»»

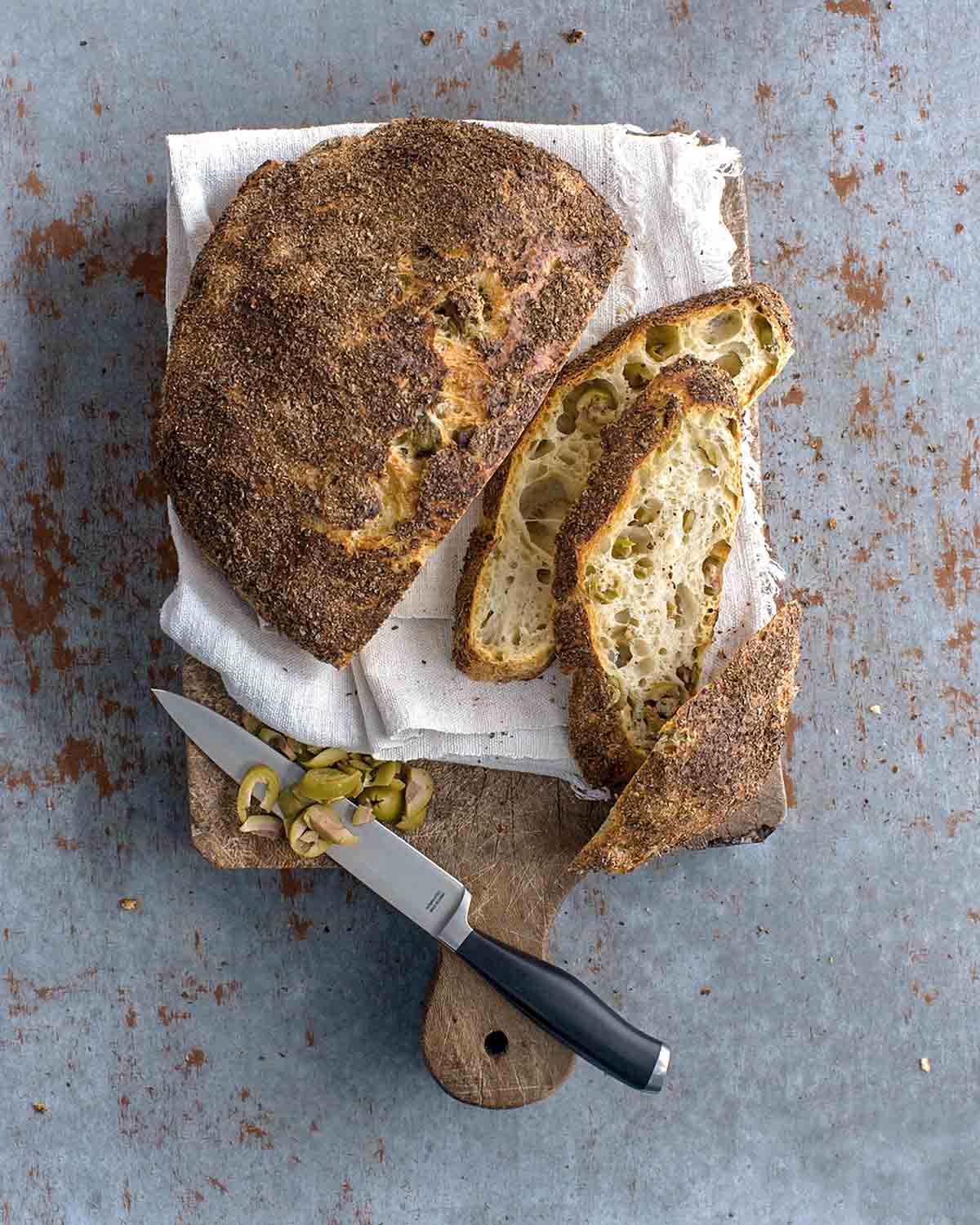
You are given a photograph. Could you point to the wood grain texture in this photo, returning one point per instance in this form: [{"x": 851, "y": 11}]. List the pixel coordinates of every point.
[{"x": 510, "y": 838}]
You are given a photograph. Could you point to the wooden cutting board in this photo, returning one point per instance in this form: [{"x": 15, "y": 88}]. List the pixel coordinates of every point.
[{"x": 509, "y": 837}]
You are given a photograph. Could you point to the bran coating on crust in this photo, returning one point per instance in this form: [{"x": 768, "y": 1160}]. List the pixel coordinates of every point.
[
  {"x": 710, "y": 757},
  {"x": 364, "y": 337}
]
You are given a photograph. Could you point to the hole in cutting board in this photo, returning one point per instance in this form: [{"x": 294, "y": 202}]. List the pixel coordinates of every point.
[{"x": 497, "y": 1043}]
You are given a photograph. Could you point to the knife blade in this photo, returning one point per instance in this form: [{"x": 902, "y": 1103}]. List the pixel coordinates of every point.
[{"x": 439, "y": 903}]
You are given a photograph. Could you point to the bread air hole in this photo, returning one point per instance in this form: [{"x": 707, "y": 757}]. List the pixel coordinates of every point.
[
  {"x": 546, "y": 499},
  {"x": 723, "y": 326},
  {"x": 730, "y": 363},
  {"x": 663, "y": 342},
  {"x": 764, "y": 330},
  {"x": 448, "y": 318},
  {"x": 637, "y": 374}
]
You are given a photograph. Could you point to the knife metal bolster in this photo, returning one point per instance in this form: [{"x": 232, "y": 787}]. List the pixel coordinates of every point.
[{"x": 456, "y": 929}]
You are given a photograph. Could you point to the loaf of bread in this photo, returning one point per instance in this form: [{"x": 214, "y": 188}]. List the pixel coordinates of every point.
[
  {"x": 710, "y": 757},
  {"x": 504, "y": 627},
  {"x": 364, "y": 337},
  {"x": 639, "y": 565}
]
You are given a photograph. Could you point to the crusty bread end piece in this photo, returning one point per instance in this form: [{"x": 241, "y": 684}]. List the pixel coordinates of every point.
[
  {"x": 639, "y": 565},
  {"x": 712, "y": 757},
  {"x": 502, "y": 627}
]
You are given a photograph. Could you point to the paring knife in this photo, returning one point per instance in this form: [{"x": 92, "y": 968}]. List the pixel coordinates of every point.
[{"x": 440, "y": 904}]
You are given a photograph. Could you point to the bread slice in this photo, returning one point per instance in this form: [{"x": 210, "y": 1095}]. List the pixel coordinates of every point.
[
  {"x": 504, "y": 600},
  {"x": 712, "y": 756},
  {"x": 364, "y": 337},
  {"x": 639, "y": 565}
]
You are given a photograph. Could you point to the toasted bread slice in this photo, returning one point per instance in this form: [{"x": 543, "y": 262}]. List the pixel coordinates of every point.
[
  {"x": 639, "y": 565},
  {"x": 504, "y": 600},
  {"x": 712, "y": 756},
  {"x": 364, "y": 337}
]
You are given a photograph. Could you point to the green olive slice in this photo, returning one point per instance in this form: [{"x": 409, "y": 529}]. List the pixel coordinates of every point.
[{"x": 252, "y": 778}]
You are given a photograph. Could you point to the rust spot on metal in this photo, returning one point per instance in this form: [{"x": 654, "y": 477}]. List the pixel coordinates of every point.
[
  {"x": 93, "y": 269},
  {"x": 252, "y": 1131},
  {"x": 793, "y": 725},
  {"x": 167, "y": 564},
  {"x": 510, "y": 61},
  {"x": 969, "y": 466},
  {"x": 862, "y": 9},
  {"x": 794, "y": 396},
  {"x": 61, "y": 239},
  {"x": 33, "y": 185},
  {"x": 862, "y": 288},
  {"x": 83, "y": 756},
  {"x": 844, "y": 184},
  {"x": 956, "y": 566},
  {"x": 149, "y": 270},
  {"x": 168, "y": 1016},
  {"x": 291, "y": 886},
  {"x": 864, "y": 416},
  {"x": 962, "y": 641},
  {"x": 446, "y": 85},
  {"x": 955, "y": 821}
]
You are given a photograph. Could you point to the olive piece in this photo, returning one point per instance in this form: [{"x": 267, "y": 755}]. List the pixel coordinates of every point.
[
  {"x": 386, "y": 803},
  {"x": 323, "y": 821},
  {"x": 385, "y": 773},
  {"x": 328, "y": 784},
  {"x": 418, "y": 794},
  {"x": 325, "y": 757}
]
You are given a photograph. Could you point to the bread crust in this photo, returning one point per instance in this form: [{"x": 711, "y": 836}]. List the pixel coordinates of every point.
[
  {"x": 712, "y": 756},
  {"x": 600, "y": 742},
  {"x": 470, "y": 654},
  {"x": 364, "y": 337}
]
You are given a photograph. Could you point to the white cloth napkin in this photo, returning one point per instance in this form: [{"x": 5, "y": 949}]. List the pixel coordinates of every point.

««

Could you copy every row above word for word, leaving the pictures out?

** THE RESPONSE **
You are given a photograph. Could you point to the wood grain texture in this photo, returning one point per instance in this form: [{"x": 851, "y": 11}]. List the pixel coordinates of every point.
[{"x": 510, "y": 838}]
You are given a photograph. Could you point to the wooden cutting board in this photo, returning one point per instance in this form: [{"x": 15, "y": 88}]. List the pixel coordinates of every point.
[{"x": 509, "y": 837}]
You are given a photograph. Could you point to the bran coating on crust in this photo, returning one point per instance in this form: [{"x": 768, "y": 1160}]. List the pixel coordinates of every point.
[
  {"x": 710, "y": 757},
  {"x": 364, "y": 337}
]
You are given a photograph. Could you point to the hole in cutting board in this photo, returning one point per instance in this form: [{"x": 294, "y": 202}]. List the pixel coordinates of every point.
[{"x": 497, "y": 1043}]
You are given a photograph. Could you point to the knife blade in this photo, returning one point per instance in this form: [{"x": 902, "y": 1103}]. List the pixel coordinates of every point.
[{"x": 439, "y": 903}]
You are given a photograph. Could you point to the bread air hole in this photo, returning one point per instance in this form: [{"x": 707, "y": 757}]. List the pixel coordinates of every point.
[
  {"x": 546, "y": 499},
  {"x": 723, "y": 326},
  {"x": 730, "y": 363},
  {"x": 663, "y": 342},
  {"x": 764, "y": 330},
  {"x": 448, "y": 318},
  {"x": 637, "y": 374}
]
You are given a photograph. Could you point to the knife metal bolster in this photo, returning one point per instance in this form: [{"x": 232, "y": 787}]. List the pixel coordinates of every point.
[{"x": 456, "y": 929}]
You are given a photograph. Could you point to the loaf of bread in this photo, returning one point per instance in this form: [{"x": 214, "y": 188}]. List the pixel coordinates of every point.
[
  {"x": 710, "y": 757},
  {"x": 504, "y": 627},
  {"x": 364, "y": 337},
  {"x": 639, "y": 565}
]
You are given a photograph. Could you point to the crusty bread end piece in this photo, returning one point per instance in this form: [{"x": 241, "y": 684}]. List the pixel coordinates of every point.
[
  {"x": 639, "y": 565},
  {"x": 712, "y": 757},
  {"x": 502, "y": 627}
]
You are given a photograph. Could you point to the paring knife in this photo, returning one point per instance in this form: [{"x": 92, "y": 968}]. List the pixel coordinates of every point.
[{"x": 440, "y": 904}]
You are given a photograph. Could you point to the bread slice in this photo, returning one point per instance in this form: [{"x": 210, "y": 1095}]. List the pixel coordinates of every point.
[
  {"x": 504, "y": 600},
  {"x": 712, "y": 756},
  {"x": 364, "y": 337},
  {"x": 639, "y": 565}
]
You are given a photograph. Could you point to the toasted bread slice in this photo, returning one point per instance in this form: [{"x": 543, "y": 262}]. List the pixel coordinates of every point.
[
  {"x": 639, "y": 565},
  {"x": 504, "y": 600},
  {"x": 712, "y": 756},
  {"x": 364, "y": 337}
]
You are given a photograph. Could you point to the green olive slice in this photo, returning one point per instance in this form: [{"x": 409, "y": 529}]. List the pixel coordinates of every point.
[{"x": 252, "y": 778}]
You are given a photograph. Could you point to the rust spot on metal in this photo, returning one point per instance in this form: [{"x": 654, "y": 477}]. List the pixel coordinates of every point.
[
  {"x": 93, "y": 269},
  {"x": 252, "y": 1131},
  {"x": 793, "y": 725},
  {"x": 167, "y": 564},
  {"x": 510, "y": 61},
  {"x": 969, "y": 466},
  {"x": 862, "y": 9},
  {"x": 794, "y": 396},
  {"x": 61, "y": 239},
  {"x": 33, "y": 185},
  {"x": 862, "y": 288},
  {"x": 83, "y": 756},
  {"x": 844, "y": 184},
  {"x": 956, "y": 566},
  {"x": 149, "y": 270},
  {"x": 168, "y": 1016},
  {"x": 291, "y": 886},
  {"x": 864, "y": 416},
  {"x": 962, "y": 641},
  {"x": 446, "y": 85},
  {"x": 955, "y": 821}
]
You are given a photograph. Could you point to the olive piece in this photo, returning one point per instance in this form: [{"x": 267, "y": 755}]. List the pixel coordinates of every point.
[
  {"x": 386, "y": 803},
  {"x": 323, "y": 821},
  {"x": 385, "y": 773},
  {"x": 328, "y": 784},
  {"x": 418, "y": 794},
  {"x": 325, "y": 757}
]
You are given a photograph. Could you point to the bread crust in this photo, returning one point per instance in this form: [{"x": 711, "y": 836}]. List the pixel coordinates of every point.
[
  {"x": 712, "y": 756},
  {"x": 600, "y": 742},
  {"x": 470, "y": 654},
  {"x": 364, "y": 337}
]
You are given a photograph. Could you point to the white cloth napkin in this photo, returning one point per instance in this form: [{"x": 5, "y": 949}]. List the pixel coordinates of every point.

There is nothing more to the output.